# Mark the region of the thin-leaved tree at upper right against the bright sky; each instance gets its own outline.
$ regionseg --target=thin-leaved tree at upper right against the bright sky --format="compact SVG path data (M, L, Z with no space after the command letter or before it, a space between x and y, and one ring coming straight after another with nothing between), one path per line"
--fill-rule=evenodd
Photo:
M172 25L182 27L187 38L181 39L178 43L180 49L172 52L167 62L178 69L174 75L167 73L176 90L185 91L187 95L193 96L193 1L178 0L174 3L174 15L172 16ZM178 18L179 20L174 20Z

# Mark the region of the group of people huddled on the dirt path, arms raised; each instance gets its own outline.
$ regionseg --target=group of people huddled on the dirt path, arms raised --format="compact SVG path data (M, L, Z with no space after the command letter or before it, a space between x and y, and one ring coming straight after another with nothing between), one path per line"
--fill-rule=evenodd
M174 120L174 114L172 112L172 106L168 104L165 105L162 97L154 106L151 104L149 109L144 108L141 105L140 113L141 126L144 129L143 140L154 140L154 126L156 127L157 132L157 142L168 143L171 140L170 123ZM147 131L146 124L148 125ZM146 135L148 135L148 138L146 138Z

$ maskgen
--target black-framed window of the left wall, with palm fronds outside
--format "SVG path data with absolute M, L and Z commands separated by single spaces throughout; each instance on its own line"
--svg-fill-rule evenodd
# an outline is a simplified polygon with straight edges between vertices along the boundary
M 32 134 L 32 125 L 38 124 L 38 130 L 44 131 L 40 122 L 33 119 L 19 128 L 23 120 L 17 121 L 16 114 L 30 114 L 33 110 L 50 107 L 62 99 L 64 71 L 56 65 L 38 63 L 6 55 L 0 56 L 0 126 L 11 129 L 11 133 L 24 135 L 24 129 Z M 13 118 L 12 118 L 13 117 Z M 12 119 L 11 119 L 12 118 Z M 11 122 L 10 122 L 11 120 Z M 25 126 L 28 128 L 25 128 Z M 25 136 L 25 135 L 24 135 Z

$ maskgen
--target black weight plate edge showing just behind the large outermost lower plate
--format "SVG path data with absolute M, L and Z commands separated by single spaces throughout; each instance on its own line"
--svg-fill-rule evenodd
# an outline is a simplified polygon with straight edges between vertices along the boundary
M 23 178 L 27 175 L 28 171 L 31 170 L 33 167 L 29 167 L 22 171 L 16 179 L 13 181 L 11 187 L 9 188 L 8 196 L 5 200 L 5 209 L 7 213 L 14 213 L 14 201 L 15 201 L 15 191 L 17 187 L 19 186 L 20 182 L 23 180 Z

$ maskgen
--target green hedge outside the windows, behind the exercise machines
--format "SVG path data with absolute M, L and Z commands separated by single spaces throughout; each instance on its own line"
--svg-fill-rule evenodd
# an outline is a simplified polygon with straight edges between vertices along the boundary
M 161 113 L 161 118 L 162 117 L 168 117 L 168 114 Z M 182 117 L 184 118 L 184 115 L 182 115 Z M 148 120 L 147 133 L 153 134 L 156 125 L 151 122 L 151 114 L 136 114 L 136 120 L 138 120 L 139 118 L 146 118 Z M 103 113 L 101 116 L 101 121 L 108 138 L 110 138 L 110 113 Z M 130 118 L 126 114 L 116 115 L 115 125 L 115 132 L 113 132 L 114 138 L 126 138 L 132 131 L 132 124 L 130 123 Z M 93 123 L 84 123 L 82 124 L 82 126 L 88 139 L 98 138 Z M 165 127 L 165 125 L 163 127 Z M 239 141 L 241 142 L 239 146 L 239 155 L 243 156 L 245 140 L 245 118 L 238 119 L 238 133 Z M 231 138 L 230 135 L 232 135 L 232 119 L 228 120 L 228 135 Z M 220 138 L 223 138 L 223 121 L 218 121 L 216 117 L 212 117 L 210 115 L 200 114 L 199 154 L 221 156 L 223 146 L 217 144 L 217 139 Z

==

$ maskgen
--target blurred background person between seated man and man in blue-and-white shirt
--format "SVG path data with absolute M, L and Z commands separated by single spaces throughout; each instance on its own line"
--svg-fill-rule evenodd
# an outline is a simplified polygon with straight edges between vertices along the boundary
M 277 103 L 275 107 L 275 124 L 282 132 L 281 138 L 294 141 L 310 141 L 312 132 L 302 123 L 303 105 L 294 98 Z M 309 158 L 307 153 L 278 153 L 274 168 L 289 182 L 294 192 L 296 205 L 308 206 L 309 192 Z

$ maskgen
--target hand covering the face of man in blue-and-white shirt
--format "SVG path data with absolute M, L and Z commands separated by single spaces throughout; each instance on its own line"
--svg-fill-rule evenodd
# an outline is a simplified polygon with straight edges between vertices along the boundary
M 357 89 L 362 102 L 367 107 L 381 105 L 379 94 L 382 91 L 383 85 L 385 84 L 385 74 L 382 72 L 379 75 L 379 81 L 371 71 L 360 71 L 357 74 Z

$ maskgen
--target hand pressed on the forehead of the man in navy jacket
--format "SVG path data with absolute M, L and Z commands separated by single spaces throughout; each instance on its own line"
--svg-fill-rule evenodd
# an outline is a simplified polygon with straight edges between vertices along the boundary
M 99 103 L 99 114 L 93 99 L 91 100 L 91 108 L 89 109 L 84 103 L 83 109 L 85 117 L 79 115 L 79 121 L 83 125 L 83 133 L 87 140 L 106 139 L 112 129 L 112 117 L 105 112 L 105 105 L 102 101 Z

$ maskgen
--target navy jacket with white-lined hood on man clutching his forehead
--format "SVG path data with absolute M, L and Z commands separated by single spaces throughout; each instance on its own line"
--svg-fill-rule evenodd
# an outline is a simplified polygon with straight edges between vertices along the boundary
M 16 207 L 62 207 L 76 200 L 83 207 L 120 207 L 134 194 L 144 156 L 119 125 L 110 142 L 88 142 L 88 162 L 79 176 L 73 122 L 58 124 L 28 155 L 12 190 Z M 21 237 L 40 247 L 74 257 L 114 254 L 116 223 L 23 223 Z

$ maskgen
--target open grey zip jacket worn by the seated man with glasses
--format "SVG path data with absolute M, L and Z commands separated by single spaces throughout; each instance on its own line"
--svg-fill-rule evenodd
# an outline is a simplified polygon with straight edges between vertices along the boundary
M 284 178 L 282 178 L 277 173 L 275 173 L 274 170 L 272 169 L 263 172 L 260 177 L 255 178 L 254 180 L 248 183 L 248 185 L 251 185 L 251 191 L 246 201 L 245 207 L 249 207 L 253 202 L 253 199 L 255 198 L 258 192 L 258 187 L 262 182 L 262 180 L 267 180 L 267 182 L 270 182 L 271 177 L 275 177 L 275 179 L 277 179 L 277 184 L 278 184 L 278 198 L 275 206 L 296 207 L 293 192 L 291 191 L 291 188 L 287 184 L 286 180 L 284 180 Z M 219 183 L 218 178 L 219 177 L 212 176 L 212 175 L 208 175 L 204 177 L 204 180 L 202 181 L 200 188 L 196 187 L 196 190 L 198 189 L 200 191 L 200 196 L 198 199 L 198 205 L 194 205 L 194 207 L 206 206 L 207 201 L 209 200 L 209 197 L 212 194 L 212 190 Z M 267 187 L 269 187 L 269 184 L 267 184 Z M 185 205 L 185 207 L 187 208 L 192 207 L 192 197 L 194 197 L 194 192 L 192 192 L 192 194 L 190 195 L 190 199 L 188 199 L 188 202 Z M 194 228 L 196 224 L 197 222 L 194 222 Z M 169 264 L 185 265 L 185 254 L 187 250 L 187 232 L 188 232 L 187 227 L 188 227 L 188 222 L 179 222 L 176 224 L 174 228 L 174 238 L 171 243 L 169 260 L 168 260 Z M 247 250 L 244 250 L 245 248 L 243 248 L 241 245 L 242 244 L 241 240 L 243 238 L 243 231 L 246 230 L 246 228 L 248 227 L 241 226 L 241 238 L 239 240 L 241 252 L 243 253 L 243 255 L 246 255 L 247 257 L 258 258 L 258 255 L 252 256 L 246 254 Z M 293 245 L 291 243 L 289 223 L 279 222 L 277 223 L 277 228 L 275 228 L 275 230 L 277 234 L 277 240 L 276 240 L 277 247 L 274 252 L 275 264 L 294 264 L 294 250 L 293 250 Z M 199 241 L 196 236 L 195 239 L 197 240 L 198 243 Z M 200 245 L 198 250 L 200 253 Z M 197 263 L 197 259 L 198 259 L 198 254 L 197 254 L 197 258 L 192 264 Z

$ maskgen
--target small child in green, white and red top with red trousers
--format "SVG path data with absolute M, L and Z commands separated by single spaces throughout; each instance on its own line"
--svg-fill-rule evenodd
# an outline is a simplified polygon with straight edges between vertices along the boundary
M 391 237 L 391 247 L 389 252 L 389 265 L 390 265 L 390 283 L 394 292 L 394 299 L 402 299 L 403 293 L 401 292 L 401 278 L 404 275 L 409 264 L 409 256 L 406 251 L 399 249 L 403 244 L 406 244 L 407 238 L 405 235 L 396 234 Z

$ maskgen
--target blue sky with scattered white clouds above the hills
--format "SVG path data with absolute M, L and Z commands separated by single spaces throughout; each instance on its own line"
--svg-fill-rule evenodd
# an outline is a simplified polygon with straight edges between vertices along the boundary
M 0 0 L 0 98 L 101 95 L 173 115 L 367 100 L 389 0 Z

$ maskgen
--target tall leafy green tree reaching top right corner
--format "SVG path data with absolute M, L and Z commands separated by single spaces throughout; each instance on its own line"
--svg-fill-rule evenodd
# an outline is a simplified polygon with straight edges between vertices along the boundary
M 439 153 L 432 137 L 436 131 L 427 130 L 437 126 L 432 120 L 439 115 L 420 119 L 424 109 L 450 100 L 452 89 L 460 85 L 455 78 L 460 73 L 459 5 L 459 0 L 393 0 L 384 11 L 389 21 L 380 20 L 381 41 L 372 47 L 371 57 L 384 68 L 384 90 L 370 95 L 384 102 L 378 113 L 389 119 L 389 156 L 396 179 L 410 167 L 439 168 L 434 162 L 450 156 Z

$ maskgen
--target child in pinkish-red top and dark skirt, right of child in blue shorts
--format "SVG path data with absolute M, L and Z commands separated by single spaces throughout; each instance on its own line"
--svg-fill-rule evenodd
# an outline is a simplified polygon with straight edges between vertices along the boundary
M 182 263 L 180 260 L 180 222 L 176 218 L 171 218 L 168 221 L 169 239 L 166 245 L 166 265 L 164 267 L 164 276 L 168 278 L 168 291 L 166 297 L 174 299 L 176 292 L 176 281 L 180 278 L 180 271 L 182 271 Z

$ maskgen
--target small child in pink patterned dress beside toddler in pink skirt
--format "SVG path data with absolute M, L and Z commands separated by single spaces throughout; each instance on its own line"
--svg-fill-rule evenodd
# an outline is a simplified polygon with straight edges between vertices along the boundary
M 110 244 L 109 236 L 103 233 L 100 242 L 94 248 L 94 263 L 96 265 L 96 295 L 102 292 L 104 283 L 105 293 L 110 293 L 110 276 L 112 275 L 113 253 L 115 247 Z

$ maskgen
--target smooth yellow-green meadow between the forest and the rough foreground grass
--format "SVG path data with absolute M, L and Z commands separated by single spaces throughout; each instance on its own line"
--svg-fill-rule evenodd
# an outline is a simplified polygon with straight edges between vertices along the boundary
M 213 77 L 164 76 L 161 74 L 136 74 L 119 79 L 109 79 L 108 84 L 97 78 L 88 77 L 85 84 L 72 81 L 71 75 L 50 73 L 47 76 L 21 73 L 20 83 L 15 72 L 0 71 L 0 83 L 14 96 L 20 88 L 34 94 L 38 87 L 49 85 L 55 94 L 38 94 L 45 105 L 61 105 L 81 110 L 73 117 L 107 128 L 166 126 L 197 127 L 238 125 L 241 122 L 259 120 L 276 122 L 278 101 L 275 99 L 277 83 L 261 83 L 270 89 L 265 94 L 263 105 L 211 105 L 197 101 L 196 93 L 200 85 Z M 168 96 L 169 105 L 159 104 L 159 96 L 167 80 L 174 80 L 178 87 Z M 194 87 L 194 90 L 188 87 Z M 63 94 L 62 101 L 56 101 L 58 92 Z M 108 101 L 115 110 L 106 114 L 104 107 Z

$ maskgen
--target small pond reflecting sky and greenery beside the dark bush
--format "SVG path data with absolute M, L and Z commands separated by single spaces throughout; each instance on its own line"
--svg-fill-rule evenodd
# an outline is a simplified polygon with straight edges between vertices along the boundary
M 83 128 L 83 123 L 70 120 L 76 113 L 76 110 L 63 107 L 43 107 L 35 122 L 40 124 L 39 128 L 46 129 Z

▶ TASK INSTRUCTIONS:
Wherever the string "Mark" appears in the entries above, return the line it appears on.

▶ TASK SOLUTION:
# Mark the region of the thin-leaved tree at upper right against the bright sky; each instance gets its own outline.
# Mark the region of the group of people huddled on the dirt path, arms raised; each instance gets its own outline.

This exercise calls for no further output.